**DATA FOR THIS TASK**

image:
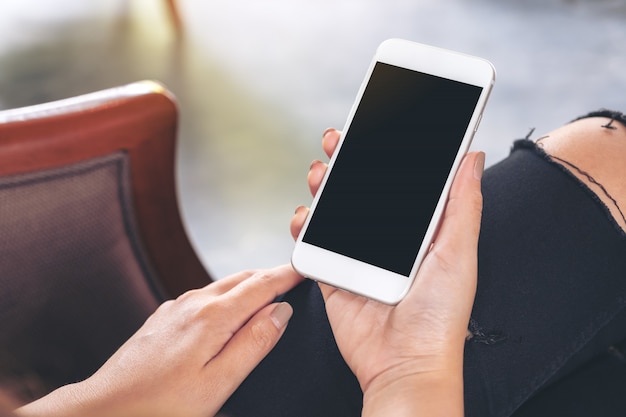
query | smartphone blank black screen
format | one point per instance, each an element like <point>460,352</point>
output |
<point>392,167</point>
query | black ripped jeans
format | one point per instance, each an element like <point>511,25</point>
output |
<point>548,321</point>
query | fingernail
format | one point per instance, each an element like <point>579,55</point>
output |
<point>479,165</point>
<point>281,315</point>
<point>327,131</point>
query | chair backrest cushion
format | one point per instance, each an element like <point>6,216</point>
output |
<point>74,283</point>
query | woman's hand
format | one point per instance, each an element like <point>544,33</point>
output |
<point>410,356</point>
<point>188,357</point>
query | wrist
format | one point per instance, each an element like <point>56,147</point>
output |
<point>70,400</point>
<point>411,391</point>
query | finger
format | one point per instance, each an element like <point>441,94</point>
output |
<point>246,349</point>
<point>315,176</point>
<point>461,220</point>
<point>297,221</point>
<point>254,293</point>
<point>225,284</point>
<point>330,139</point>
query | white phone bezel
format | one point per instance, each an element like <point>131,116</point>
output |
<point>359,277</point>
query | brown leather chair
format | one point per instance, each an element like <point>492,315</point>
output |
<point>91,239</point>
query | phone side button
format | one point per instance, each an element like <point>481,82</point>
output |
<point>480,117</point>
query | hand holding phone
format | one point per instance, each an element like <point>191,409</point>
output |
<point>366,232</point>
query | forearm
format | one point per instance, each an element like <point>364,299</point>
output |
<point>424,394</point>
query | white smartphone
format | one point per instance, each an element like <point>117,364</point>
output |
<point>375,214</point>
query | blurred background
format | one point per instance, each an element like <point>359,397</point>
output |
<point>258,81</point>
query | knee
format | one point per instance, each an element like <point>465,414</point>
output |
<point>594,150</point>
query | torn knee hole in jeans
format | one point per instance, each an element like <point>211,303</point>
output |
<point>477,334</point>
<point>573,168</point>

**THE PROBLEM**
Your task is to return, exactly and on their own, the lines from the one containing "query | brown leather chair" through the last line of the listing.

**RESULT OF THIS TASK**
query | brown leather chair
format | one point per instance, each an element like <point>492,315</point>
output |
<point>91,239</point>
query | phone side button
format | one point per instance, each an element like <point>481,82</point>
output |
<point>480,117</point>
query | hand holding phone
format | one point per instance, each an element like <point>191,409</point>
output |
<point>366,232</point>
query | forearm
format | one point per instance, each an element like <point>364,299</point>
output |
<point>424,394</point>
query | white smartphone
format | one point per instance, each an element like <point>117,364</point>
output |
<point>375,214</point>
query | blurred background
format | one point per instance, each an element like <point>359,397</point>
output |
<point>258,81</point>
query | knee
format | one point per instance, each an element like <point>465,414</point>
output |
<point>594,150</point>
query | torn knee hole in jeans
format | one point per instance, each an element like <point>211,303</point>
output |
<point>477,334</point>
<point>573,168</point>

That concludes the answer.